(DATA EXTRACTS)

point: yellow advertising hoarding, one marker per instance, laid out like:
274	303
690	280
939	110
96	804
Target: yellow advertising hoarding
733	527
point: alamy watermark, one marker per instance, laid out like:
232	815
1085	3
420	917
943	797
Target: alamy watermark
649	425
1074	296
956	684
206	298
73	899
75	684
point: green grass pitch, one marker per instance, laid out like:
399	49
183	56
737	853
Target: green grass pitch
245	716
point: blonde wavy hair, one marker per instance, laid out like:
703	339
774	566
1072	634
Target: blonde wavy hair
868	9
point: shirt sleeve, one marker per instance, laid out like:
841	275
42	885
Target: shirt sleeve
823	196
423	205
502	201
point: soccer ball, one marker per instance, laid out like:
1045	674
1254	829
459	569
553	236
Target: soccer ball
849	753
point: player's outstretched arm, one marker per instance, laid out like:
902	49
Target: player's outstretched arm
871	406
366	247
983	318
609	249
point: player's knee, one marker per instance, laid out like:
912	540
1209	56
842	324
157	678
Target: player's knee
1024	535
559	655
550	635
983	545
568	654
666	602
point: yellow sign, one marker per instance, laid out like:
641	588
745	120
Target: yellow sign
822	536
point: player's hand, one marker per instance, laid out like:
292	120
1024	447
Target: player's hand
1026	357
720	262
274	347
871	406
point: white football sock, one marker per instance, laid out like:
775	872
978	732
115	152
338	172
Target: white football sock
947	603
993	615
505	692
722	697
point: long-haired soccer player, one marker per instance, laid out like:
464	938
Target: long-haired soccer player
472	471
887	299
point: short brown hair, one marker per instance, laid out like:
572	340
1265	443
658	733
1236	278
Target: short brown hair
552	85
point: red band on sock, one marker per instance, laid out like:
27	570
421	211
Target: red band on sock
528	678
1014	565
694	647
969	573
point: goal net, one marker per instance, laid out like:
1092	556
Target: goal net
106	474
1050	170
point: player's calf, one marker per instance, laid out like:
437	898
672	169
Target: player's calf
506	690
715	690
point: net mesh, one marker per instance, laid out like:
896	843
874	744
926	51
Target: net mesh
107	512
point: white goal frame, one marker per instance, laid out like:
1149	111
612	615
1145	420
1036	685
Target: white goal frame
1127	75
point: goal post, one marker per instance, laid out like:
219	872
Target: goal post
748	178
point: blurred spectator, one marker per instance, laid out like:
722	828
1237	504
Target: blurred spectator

(End DATA EXTRACTS)

**BRIEF**
Copy only the entries from the first line to the line with "point: player's knee, one", each exactly as it appears.

**RESPONSE TO THIS TASK**
point: yellow advertising hoarding, one marker per instance, laid out like:
274	303
690	280
939	110
96	804
Target: yellow advertising hoarding
733	527
point: alamy watermark, one marker per instance, laid out like:
232	815
1085	3
420	917
943	797
Target: alamy watermark
649	425
1074	296
956	684
206	298
73	899
75	684
point: green grass pitch, one marker per instance, laid out like:
399	49
183	56
737	853
Target: green grass pitch
245	716
point: blonde wavy hair, one marker per instance, laid out like:
703	339
774	566
1072	634
Target: blonde wavy hair
868	9
point: shirt sleeve, one marker per instance, laid out like:
841	275
42	885
Target: shirt sleeve
823	196
423	205
502	201
point: soccer ball, one marker per instance, laid out like:
1045	674
1254	829
459	569
553	236
Target: soccer ball
849	753
point: player's outstretched arm, one marker per instance, laid out like:
902	49
Target: player's outstretched arm
871	406
366	247
983	318
609	249
point: player's knee, one marker per instance, laid out like:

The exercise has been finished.